» **SOURCE DOCUMENT**
Something else I wanted to add to this, for all those who demonise religion.
It looks like you are the one who introduced the idea of demonising religion.
Again, acknowledging the existence of something is not defending something. I acknowledge the existence of inequality, and that it happens naturally, that doesn't mean I defend it.
And criticising something is not demonizing it, unless that critique is devoid of evidence and reasoning. I have not seen that in this thread. Note the distinction
@ceecee and I made between religion and spirituality. The second includes all of humanity's attempts to connect with something greater than ourselves: a higher power or deity, to use common parlance. The first adds the overlay of a human-made institution, which is where most of the abuses enter. These institutions can also be a force for good, enabling collective action by like-minded believers to help others. They are thus a double-edged sword and fair game for criticism, just as any human pursuilt.
You seem to miss the part where I mention a possible solution. (understanding ourselves better). Writing long messages just to try and reinforce your point of view doesn't mean you are thinking something through properly. This is more like a confirmation bias.
I wonder whether the people supporting the religion is all bad view are aware of the social science data that shows a decline in western societies, some of which correlates strongly with the decline of religious belief in the west. (break up of the family and increased crime rates for example) Also, whether you study any psychology outside of the MBTI?

» **AVAILABLE DATA**

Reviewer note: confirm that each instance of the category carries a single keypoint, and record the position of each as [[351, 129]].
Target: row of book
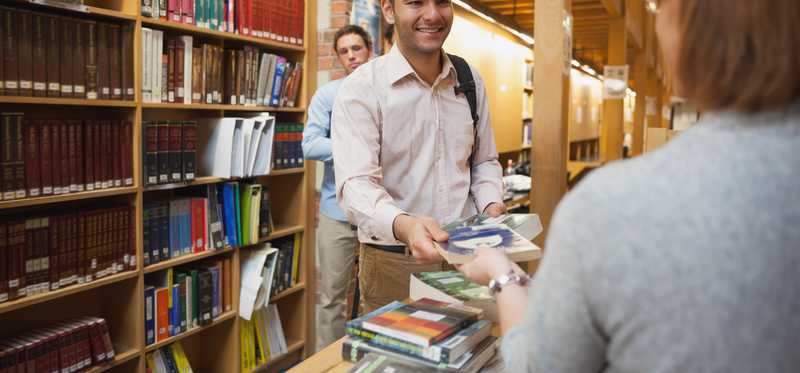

» **EXERCISE**
In the forum thread, what does religion add to spirituality that is described as the point where most abuses enter? Answer from the forum thread alone, without drawing on the data.

» **OUTPUT**
The overlay of a human-made institution.